INSTRUCTIONS FOR THE TASK:
Recast these lines as a Markdown table with the columns Number and Record line, numbering each line in order and leaving out any blank lines.

[Extracted records]
-- Start --
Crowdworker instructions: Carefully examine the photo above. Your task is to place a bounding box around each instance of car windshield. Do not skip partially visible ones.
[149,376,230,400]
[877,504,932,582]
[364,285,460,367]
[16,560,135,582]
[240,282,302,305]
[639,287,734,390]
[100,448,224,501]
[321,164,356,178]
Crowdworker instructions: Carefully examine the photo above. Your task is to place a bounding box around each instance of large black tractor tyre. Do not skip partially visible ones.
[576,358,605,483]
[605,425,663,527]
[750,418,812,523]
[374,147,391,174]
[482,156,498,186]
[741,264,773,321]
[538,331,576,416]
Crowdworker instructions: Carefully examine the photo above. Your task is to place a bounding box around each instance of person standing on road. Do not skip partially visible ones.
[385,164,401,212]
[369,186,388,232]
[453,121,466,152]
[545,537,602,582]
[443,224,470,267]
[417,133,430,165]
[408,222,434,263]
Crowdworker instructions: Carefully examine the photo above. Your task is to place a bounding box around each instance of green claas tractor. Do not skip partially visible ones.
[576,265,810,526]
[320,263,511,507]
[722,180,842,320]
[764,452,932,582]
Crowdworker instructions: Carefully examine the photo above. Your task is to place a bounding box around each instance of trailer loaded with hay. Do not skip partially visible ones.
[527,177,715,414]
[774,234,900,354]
-- End --
ANSWER TO THE TASK:
| Number | Record line |
|---|---|
| 1 | Crowdworker instructions: Carefully examine the photo above. Your task is to place a bounding box around each instance of car windshield. Do not skip partially visible ones. |
| 2 | [149,376,230,400] |
| 3 | [877,504,932,582] |
| 4 | [364,285,460,367] |
| 5 | [16,560,135,582] |
| 6 | [240,282,302,305] |
| 7 | [639,287,734,390] |
| 8 | [100,448,224,501] |
| 9 | [321,164,356,178] |
| 10 | Crowdworker instructions: Carefully examine the photo above. Your task is to place a bounding box around each instance of large black tractor tyre. Do not skip partially visible ones. |
| 11 | [576,358,605,483] |
| 12 | [605,425,663,527] |
| 13 | [750,418,812,523] |
| 14 | [374,147,391,174] |
| 15 | [482,156,498,186] |
| 16 | [741,264,773,321] |
| 17 | [538,331,576,416] |
| 18 | Crowdworker instructions: Carefully examine the photo above. Your task is to place a bounding box around each instance of person standing on road. Do not skip partially visible ones. |
| 19 | [385,164,401,212] |
| 20 | [369,186,388,232] |
| 21 | [453,121,466,152] |
| 22 | [545,537,602,582] |
| 23 | [443,224,470,267] |
| 24 | [417,133,430,165] |
| 25 | [408,222,434,263] |
| 26 | Crowdworker instructions: Carefully examine the photo above. Your task is to place a bounding box around each instance of green claas tractor. Do not skip partially visible ones. |
| 27 | [576,265,810,526] |
| 28 | [320,263,511,507] |
| 29 | [722,180,842,320] |
| 30 | [764,452,932,582] |
| 31 | Crowdworker instructions: Carefully examine the photo above. Your task is to place a bounding box around each instance of trailer loaded with hay. Do not skip partially visible ones. |
| 32 | [527,177,715,414] |
| 33 | [774,234,900,354] |